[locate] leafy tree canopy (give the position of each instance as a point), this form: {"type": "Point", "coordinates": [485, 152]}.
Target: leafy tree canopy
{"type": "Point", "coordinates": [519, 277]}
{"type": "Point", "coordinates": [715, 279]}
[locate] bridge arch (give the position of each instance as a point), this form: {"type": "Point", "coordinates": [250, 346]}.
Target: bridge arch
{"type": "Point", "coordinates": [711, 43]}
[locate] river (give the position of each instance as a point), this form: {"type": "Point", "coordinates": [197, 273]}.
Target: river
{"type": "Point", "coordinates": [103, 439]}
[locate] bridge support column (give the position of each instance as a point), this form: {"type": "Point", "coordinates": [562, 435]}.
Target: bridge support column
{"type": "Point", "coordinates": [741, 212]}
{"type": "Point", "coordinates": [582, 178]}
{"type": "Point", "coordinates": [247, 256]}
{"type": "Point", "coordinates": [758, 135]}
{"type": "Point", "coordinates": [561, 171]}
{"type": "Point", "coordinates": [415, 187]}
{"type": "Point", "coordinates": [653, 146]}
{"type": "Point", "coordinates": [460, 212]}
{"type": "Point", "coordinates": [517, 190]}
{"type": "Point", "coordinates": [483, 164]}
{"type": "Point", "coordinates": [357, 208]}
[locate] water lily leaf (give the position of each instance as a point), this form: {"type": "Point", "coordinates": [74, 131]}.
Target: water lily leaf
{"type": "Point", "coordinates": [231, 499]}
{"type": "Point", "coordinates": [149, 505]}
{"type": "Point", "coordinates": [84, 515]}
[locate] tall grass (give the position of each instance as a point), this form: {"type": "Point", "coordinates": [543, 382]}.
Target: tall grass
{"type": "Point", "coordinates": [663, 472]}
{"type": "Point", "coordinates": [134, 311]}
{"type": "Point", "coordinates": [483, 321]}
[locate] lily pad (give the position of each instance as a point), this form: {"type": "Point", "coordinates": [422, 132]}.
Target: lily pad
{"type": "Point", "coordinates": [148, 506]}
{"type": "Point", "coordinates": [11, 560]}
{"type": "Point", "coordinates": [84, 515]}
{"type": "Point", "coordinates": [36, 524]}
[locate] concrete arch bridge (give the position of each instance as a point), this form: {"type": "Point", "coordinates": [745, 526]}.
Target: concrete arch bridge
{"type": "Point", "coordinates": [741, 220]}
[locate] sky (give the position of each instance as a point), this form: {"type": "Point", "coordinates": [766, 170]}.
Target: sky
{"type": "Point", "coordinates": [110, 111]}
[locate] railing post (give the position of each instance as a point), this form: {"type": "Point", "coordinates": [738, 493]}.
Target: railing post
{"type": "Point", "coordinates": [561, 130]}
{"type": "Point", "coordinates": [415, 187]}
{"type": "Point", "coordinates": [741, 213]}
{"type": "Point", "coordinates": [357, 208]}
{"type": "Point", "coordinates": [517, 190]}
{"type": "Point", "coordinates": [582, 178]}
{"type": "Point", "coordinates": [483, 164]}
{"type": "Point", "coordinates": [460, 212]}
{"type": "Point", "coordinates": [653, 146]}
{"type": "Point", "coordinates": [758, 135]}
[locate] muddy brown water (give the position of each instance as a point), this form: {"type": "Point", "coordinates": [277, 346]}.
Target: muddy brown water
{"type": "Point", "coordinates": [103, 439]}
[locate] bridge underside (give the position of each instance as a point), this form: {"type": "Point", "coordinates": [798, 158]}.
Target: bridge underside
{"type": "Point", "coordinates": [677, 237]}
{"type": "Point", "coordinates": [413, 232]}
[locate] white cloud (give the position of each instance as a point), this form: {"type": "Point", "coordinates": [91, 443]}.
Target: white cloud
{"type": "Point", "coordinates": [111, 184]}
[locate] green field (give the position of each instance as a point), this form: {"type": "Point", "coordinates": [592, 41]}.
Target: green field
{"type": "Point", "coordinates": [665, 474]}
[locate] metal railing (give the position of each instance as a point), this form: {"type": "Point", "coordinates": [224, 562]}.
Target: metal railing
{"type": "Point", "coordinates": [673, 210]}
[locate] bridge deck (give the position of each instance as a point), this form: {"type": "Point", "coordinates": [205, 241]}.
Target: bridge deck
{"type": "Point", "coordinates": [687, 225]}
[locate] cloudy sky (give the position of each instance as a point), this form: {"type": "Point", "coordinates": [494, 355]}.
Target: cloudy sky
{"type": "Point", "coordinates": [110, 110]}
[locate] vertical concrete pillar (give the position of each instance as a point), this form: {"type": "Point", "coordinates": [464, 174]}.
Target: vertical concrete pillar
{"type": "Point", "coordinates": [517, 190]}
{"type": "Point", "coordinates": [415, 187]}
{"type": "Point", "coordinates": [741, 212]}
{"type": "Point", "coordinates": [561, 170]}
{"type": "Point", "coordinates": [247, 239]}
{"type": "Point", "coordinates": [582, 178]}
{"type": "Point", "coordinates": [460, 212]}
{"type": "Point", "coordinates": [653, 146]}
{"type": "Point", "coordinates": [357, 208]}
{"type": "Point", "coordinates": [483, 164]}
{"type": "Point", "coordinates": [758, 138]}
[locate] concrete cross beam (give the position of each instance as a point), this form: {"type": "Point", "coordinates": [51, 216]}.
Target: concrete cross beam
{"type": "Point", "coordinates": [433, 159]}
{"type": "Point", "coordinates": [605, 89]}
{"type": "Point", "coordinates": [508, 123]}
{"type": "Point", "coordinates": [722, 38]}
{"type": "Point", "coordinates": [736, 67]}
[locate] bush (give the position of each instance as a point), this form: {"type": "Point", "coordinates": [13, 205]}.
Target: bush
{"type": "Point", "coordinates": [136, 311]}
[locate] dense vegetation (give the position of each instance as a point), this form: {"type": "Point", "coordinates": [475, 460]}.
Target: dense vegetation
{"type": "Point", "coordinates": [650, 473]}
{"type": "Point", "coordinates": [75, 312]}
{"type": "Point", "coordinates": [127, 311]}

» AIM
Repeat every item above word for word, keeping each line unchanged.

» OUTPUT OF THE TASK
[locate] leafy tree canopy (give the position of each instance as a point), this form: {"type": "Point", "coordinates": [485, 152]}.
Target: leafy tree canopy
{"type": "Point", "coordinates": [519, 277]}
{"type": "Point", "coordinates": [715, 279]}
[locate] bridge arch (give the position of each instance as a point), this form: {"type": "Point", "coordinates": [250, 346]}.
Target: bridge arch
{"type": "Point", "coordinates": [711, 43]}
[locate] river (give the position of each instance as a point), this form: {"type": "Point", "coordinates": [197, 273]}.
Target: river
{"type": "Point", "coordinates": [103, 439]}
[locate] bridge support column (give the position of each instance as a point), this form: {"type": "Point", "coordinates": [562, 435]}.
Target: bridge support column
{"type": "Point", "coordinates": [741, 212]}
{"type": "Point", "coordinates": [582, 178]}
{"type": "Point", "coordinates": [247, 256]}
{"type": "Point", "coordinates": [758, 135]}
{"type": "Point", "coordinates": [561, 171]}
{"type": "Point", "coordinates": [415, 187]}
{"type": "Point", "coordinates": [653, 146]}
{"type": "Point", "coordinates": [460, 212]}
{"type": "Point", "coordinates": [517, 190]}
{"type": "Point", "coordinates": [483, 164]}
{"type": "Point", "coordinates": [357, 208]}
[locate] water lily leaf (give the position of each instance as a point), this form: {"type": "Point", "coordinates": [74, 131]}.
Target: water lily leaf
{"type": "Point", "coordinates": [231, 499]}
{"type": "Point", "coordinates": [149, 505]}
{"type": "Point", "coordinates": [84, 515]}
[locate] tall grass (give the position of each instance as a point), this form: {"type": "Point", "coordinates": [543, 382]}.
Target: tall grass
{"type": "Point", "coordinates": [663, 472]}
{"type": "Point", "coordinates": [134, 311]}
{"type": "Point", "coordinates": [483, 321]}
[locate] lily pad (give the position of each instance as a point), this form: {"type": "Point", "coordinates": [422, 132]}.
Target: lily pad
{"type": "Point", "coordinates": [148, 506]}
{"type": "Point", "coordinates": [11, 560]}
{"type": "Point", "coordinates": [84, 515]}
{"type": "Point", "coordinates": [36, 524]}
[locate] concrete arch bridge (give the position of each instance as a point), this form: {"type": "Point", "coordinates": [745, 526]}.
Target: concrete arch bridge
{"type": "Point", "coordinates": [741, 220]}
[locate] sky (give the position of each instance as a point), this form: {"type": "Point", "coordinates": [766, 170]}.
Target: sky
{"type": "Point", "coordinates": [110, 111]}
[locate] railing post (give the position of each instance as a point), this form: {"type": "Point", "coordinates": [738, 493]}.
Target: railing post
{"type": "Point", "coordinates": [561, 130]}
{"type": "Point", "coordinates": [415, 187]}
{"type": "Point", "coordinates": [741, 213]}
{"type": "Point", "coordinates": [357, 208]}
{"type": "Point", "coordinates": [517, 190]}
{"type": "Point", "coordinates": [582, 178]}
{"type": "Point", "coordinates": [483, 164]}
{"type": "Point", "coordinates": [460, 212]}
{"type": "Point", "coordinates": [653, 146]}
{"type": "Point", "coordinates": [758, 135]}
[locate] muddy brown water (give the position of each instance as a point), this form: {"type": "Point", "coordinates": [277, 346]}.
Target: muddy brown water
{"type": "Point", "coordinates": [103, 439]}
[locate] bridge underside (give the position of each instance as a point), this form: {"type": "Point", "coordinates": [798, 158]}.
Target: bridge underside
{"type": "Point", "coordinates": [677, 237]}
{"type": "Point", "coordinates": [413, 232]}
[locate] white cloud (give the position of each instance as a point), this form: {"type": "Point", "coordinates": [91, 443]}.
Target: white cloud
{"type": "Point", "coordinates": [111, 184]}
[locate] green field (give the position of each instance as a point), this form: {"type": "Point", "coordinates": [592, 41]}.
Target: green field
{"type": "Point", "coordinates": [665, 474]}
[locate] metal railing (give the position of each instance as a point), this form: {"type": "Point", "coordinates": [224, 562]}.
Target: metal railing
{"type": "Point", "coordinates": [673, 210]}
[locate] bridge deck (give the position of each instance as a point), this form: {"type": "Point", "coordinates": [205, 241]}.
Target: bridge deck
{"type": "Point", "coordinates": [687, 225]}
[locate] cloudy sky (give the position of each instance as a point), this form: {"type": "Point", "coordinates": [494, 355]}.
Target: cloudy sky
{"type": "Point", "coordinates": [110, 110]}
[locate] vertical concrete pillar (give the position of each instance as a point), this form: {"type": "Point", "coordinates": [464, 174]}.
Target: vertical concrete pillar
{"type": "Point", "coordinates": [517, 190]}
{"type": "Point", "coordinates": [415, 187]}
{"type": "Point", "coordinates": [741, 212]}
{"type": "Point", "coordinates": [561, 170]}
{"type": "Point", "coordinates": [247, 239]}
{"type": "Point", "coordinates": [582, 178]}
{"type": "Point", "coordinates": [460, 212]}
{"type": "Point", "coordinates": [653, 146]}
{"type": "Point", "coordinates": [357, 208]}
{"type": "Point", "coordinates": [483, 164]}
{"type": "Point", "coordinates": [758, 138]}
[locate] concrete cross beam (give the position of each instance as a point), this form: {"type": "Point", "coordinates": [51, 216]}.
Target: concrete cross beam
{"type": "Point", "coordinates": [433, 159]}
{"type": "Point", "coordinates": [605, 89]}
{"type": "Point", "coordinates": [508, 123]}
{"type": "Point", "coordinates": [722, 38]}
{"type": "Point", "coordinates": [736, 67]}
[locate] bush (give the position of each instance as a point), this form: {"type": "Point", "coordinates": [13, 205]}.
Target: bush
{"type": "Point", "coordinates": [136, 311]}
[locate] dense vegetation (give the position of each instance as a point), this form: {"type": "Point", "coordinates": [475, 460]}.
Target: dense vegetation
{"type": "Point", "coordinates": [650, 473]}
{"type": "Point", "coordinates": [75, 312]}
{"type": "Point", "coordinates": [127, 311]}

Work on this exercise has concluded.